● **EXERCISE DESCRIPTION**:
Your task is to repeat all of the material exactly.
* Begin *
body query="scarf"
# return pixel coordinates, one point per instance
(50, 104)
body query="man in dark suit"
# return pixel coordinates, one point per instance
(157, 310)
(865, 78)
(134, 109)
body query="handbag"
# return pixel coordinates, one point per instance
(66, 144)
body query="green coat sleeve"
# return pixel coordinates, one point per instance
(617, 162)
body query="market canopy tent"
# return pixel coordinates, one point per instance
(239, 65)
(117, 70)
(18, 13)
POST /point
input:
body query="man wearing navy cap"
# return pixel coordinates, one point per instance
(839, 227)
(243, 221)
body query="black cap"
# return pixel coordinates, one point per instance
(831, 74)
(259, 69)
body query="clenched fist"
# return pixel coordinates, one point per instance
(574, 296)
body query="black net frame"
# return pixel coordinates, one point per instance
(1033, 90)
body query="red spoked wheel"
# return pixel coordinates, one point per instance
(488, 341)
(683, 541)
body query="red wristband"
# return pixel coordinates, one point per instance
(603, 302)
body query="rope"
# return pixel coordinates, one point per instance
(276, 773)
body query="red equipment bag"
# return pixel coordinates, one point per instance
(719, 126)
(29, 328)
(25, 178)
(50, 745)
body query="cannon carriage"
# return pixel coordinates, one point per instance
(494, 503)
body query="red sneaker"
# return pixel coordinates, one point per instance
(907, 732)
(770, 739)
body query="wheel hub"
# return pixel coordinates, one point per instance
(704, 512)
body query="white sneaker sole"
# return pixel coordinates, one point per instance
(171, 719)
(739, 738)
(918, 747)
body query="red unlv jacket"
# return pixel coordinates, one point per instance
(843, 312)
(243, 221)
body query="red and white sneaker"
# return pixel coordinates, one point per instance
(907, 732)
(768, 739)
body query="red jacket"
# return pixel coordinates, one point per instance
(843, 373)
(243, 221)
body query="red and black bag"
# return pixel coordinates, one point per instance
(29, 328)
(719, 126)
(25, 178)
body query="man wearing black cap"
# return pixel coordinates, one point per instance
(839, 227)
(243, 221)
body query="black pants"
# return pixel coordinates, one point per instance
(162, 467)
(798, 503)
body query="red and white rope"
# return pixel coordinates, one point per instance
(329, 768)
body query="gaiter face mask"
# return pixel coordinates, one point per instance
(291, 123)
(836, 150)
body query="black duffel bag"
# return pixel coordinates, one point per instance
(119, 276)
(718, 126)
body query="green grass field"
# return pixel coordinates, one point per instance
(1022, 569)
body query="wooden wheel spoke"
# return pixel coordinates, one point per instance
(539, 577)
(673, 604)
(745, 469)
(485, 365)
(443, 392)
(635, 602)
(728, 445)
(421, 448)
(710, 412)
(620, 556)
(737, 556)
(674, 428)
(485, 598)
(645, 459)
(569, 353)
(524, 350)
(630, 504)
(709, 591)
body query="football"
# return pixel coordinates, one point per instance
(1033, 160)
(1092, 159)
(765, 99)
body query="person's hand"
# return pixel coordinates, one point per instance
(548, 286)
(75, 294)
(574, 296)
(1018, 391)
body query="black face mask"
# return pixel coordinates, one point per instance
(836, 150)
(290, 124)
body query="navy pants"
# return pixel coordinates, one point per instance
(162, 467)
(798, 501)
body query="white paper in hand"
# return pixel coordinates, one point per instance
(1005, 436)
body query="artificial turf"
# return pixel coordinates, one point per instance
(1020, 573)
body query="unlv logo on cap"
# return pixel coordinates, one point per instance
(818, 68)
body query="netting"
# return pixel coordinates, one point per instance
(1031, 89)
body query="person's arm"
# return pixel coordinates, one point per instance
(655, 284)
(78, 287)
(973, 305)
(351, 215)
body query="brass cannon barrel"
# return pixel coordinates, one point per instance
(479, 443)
* End *
● **THE COMPLETED TASK**:
body query="scarf"
# return pixel coordinates, one point per instance
(50, 104)
body query="man in dark suit"
# return pixel coordinates, one point per instance
(157, 310)
(865, 78)
(134, 109)
body query="handbag"
# return pixel coordinates, one point per instance
(66, 144)
body query="green coat sleeve"
# return pixel coordinates, one point per instance
(617, 162)
body query="market canopy tent"
# return pixel coordinates, one point per instance
(239, 65)
(117, 70)
(18, 13)
POST /point
input:
body query="man wearing navy cap"
# return pixel coordinates, one point per instance
(839, 227)
(243, 221)
body query="black cap"
# return pixel coordinates, one point per instance
(831, 74)
(259, 69)
body query="clenched fist"
# return pixel coordinates, one point per instance
(574, 296)
body query="black net frame"
# return pixel coordinates, one point per instance
(1033, 90)
body query="red spoked wheel"
# return pixel coordinates, one point per instance
(488, 341)
(683, 541)
body query="red wristband"
# return pixel coordinates, one point per instance
(603, 302)
body query="rope"
# return pixel coordinates, one point per instance
(276, 773)
body query="red equipment bag"
# return pixel coordinates, one point per instance
(719, 126)
(29, 328)
(25, 178)
(50, 745)
body query="cannon carriage"
# return pixel coordinates, one point per instance
(494, 503)
body query="red sneaker"
# return pixel coordinates, one point per instance
(907, 732)
(770, 739)
body query="wheel hub"
# return pixel coordinates, one point per instance
(704, 512)
body query="white sneaker sole"
# return pixel coordinates, one point per instance
(171, 719)
(739, 738)
(918, 747)
body query="red unlv jacket"
# return pixel coordinates, one point per instance
(843, 312)
(243, 221)
body query="red and white sneaker"
# return pixel coordinates, one point per instance
(907, 732)
(768, 739)
body query="red jacket"
# return pixel coordinates, one point per instance
(843, 373)
(243, 221)
body query="red and black bag"
# return pixel coordinates, one point per instance
(29, 328)
(719, 126)
(25, 178)
body query="man wearing black cap"
# return pixel coordinates, one point per instance
(839, 227)
(243, 221)
body query="black pants"
# return pixel coordinates, one point per instance
(162, 467)
(798, 503)
body query="red and white rope"
# return pixel coordinates, one point per instance
(329, 768)
body query="gaiter face mask"
# return pixel coordinates, one point per instance
(291, 123)
(836, 150)
body query="black duffel bag"
# return pixel coordinates, one point per instance
(119, 276)
(718, 126)
body query="green grass field"
# return pixel coordinates, one point per instance
(1022, 569)
body query="wooden wheel spoke"
# return pixel coordinates, one point per instance
(539, 577)
(673, 604)
(745, 469)
(485, 365)
(443, 392)
(635, 602)
(728, 445)
(421, 448)
(710, 412)
(620, 556)
(737, 556)
(674, 428)
(485, 598)
(645, 459)
(569, 353)
(524, 350)
(630, 504)
(709, 591)
body query="football"
# return pixel coordinates, one point per instance
(1033, 160)
(1092, 159)
(765, 99)
body query="person's hand"
# return pixel coordinates, one point per instance
(548, 286)
(75, 294)
(574, 296)
(1018, 391)
body query="black face mask"
# return pixel coordinates, one point per instance
(836, 150)
(290, 124)
body query="navy pants"
# return pixel coordinates, one point per instance
(162, 467)
(798, 501)
body query="white paper in hand"
# return pixel coordinates, one point per instance
(1005, 436)
body query="artificial turf"
# return pixel coordinates, one point per instance
(1020, 573)
body query="unlv logo on cap"
# return pixel coordinates, one point per instance
(818, 68)
body query="netting"
# return pixel coordinates, one point per instance
(1031, 89)
body query="person's arm"
# return pixel coordinates, one point per instance
(655, 284)
(78, 287)
(973, 305)
(351, 215)
body query="brass cannon barrel"
# return pixel coordinates, one point per instance
(479, 443)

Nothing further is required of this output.